TRABALHO A FAZER:
a: Reproduza o trecho sobre as mortes por covid desde "Boletim de março" até "responsável pela covid-19.", trocando "Boletim" por "Relatório".
b: Segundo o trecho sobre as mortes por covid, o que a corregedoria do TCU solicitou à Polícia Federal?

TRECHO FORNECIDO:
§ §

Segundo a corte, as questões veiculadas no referido documento não encontram respaldo em nenhuma fiscalização do TCU. O arquivo sobre as mortes por covid-19 refere-se uma análise pessoal de um servidor do tribunal compartilhada para discussão e não consta de quaisquer processos oficiais do órgão.
O servidor que criou o relatório seria Alexandre Figueiredo Costa Silva Marques, que foi convocado para depor na CPI da Covid. O TCU investigará o auditor internamente e a corregedoria do órgão solicitou à Polícia Federal que abra um processo para apurar a conduta dele.
O médico sanitarista Gonzalo Vecina Neto, ex-presidente da Anvisa (Agência Nacional de Vigilância Sanitária), afirma que a explosão no número de casos de síndrome respiratória aguda grave em 2020 escondeu boa parte dos mortos por covid que não tiveram tempo de fazer o teste.
“Como no Brasil a testagem em massa para a covid é precária, a pessoa acaba morrendo sem saber que tinha a doença. E se você pega os dados de óbitos de SRAG (Síndrome Respiratória Aguda Grave) vai ver que eles aumentaram bastante de 2019 para 2020, muitos deles sem uma causa específica.”
Boletim de março do Instituto Fiocruz mostrou que desde 2020 o total de óbitos registrados no Sistema de Vigilância Epidemiológica da Gripe apontou 379.619 mortes por SRAG, das quais 59,9% (264.148) tinham resultado positivo para algum vírus respiratório. Outros 21,9% (83.182) deram negativo nos testes e 2,8% (10.463) ainda aguardam o laudo da testagem.
Entre os casos em que foi encontrado um, em 99,2% foram identificados o Sars-CoV2, responsável pela covid-19.
O coordenador do InfoGripe, da Fiocruz, Marcelo Gomes, questiona até mesmo os testes que não acharam o coronavírus nas vítimas.

§ §

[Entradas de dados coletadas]
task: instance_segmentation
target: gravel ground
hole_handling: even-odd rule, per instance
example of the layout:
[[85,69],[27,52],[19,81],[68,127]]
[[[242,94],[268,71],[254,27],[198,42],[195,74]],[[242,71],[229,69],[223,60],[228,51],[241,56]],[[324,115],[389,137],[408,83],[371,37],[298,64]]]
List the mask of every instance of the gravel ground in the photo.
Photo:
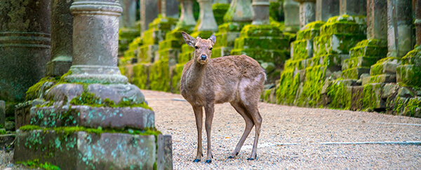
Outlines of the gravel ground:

§ §

RESPOSTAS POR ITEM:
a:
Relatório de março do Instituto Fiocruz mostrou que desde 2020 o total de óbitos registrados no Sistema de Vigilância Epidemiológica da Gripe apontou 379.619 mortes por SRAG, das quais 59,9% (264.148) tinham resultado positivo para algum vírus respiratório. Outros 21,9% (83.182) deram negativo nos testes e 2,8% (10.463) ainda aguardam o laudo da testagem.
Entre os casos em que foi encontrado um, em 99,2% foram identificados o Sars-CoV2, responsável pela covid-19.

b: Que abra um processo para apurar a conduta do servidor.